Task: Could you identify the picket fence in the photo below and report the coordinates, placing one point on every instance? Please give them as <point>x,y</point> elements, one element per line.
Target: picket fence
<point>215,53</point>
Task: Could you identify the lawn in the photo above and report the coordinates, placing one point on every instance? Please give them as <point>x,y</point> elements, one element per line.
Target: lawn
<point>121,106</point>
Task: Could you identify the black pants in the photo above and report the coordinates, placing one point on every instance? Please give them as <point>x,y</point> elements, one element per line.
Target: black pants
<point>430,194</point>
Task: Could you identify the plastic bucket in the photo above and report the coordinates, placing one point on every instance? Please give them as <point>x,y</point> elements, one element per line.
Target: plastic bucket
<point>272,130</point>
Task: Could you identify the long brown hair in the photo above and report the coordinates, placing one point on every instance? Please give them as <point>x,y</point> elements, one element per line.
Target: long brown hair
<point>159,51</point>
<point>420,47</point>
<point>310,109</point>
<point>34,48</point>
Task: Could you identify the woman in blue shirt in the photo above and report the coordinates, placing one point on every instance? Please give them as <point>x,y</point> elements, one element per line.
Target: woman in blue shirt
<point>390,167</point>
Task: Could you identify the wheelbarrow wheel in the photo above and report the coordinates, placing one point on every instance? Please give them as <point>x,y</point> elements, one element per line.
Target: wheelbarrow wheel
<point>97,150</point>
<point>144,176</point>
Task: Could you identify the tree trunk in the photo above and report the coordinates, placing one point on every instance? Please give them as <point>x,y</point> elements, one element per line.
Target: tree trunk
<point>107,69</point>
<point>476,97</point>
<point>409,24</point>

═══

The full set of entries should appear again, unchanged, line by line.

Exercise solution =>
Task: Could you identify the picket fence in the photo below and report the coordinates, placing one point on every instance? Please give them as <point>x,y</point> elements, one element per line.
Target: picket fence
<point>215,53</point>
Task: Could you identify the lawn in the photo above and report the coordinates, placing one point on every instance? Please give them as <point>x,y</point> elements, one element per line.
Target: lawn
<point>121,106</point>
Task: Could you identify the black pants in the photo above and report the coordinates, placing one point on every instance? Please give them as <point>x,y</point> elements, one element per line.
Target: black pants
<point>430,194</point>
Task: Could you identify the plastic bucket in the photo above and report the coordinates, placing one point on every instance? Please give them as <point>x,y</point> elements, one element per line.
Target: plastic bucket
<point>272,130</point>
Task: Could you identify the long brown hair in the photo above and report the coordinates, placing one point on every instance? Please give them as <point>x,y</point> elements, one element per line.
Target: long brown hair
<point>159,51</point>
<point>420,47</point>
<point>310,109</point>
<point>34,48</point>
Task: Could you identify the woman in blue shirt in the photo above and report the coordinates, placing one point on every instance? Please give them as <point>x,y</point> elements, one element per line.
Target: woman in blue shirt
<point>390,167</point>
Task: Could you identify the wheelbarrow wheel in the photo above and report the coordinates, placing one point on every instance? Please give them as <point>x,y</point> elements, one element per line.
Target: wheelbarrow wheel
<point>97,150</point>
<point>144,176</point>
Task: Could you identify the tree trunk in the photo above and report the coordinates, placing one point on every instance? Please give them as <point>x,y</point> elements, one element per line.
Target: tree trunk
<point>107,69</point>
<point>476,97</point>
<point>409,24</point>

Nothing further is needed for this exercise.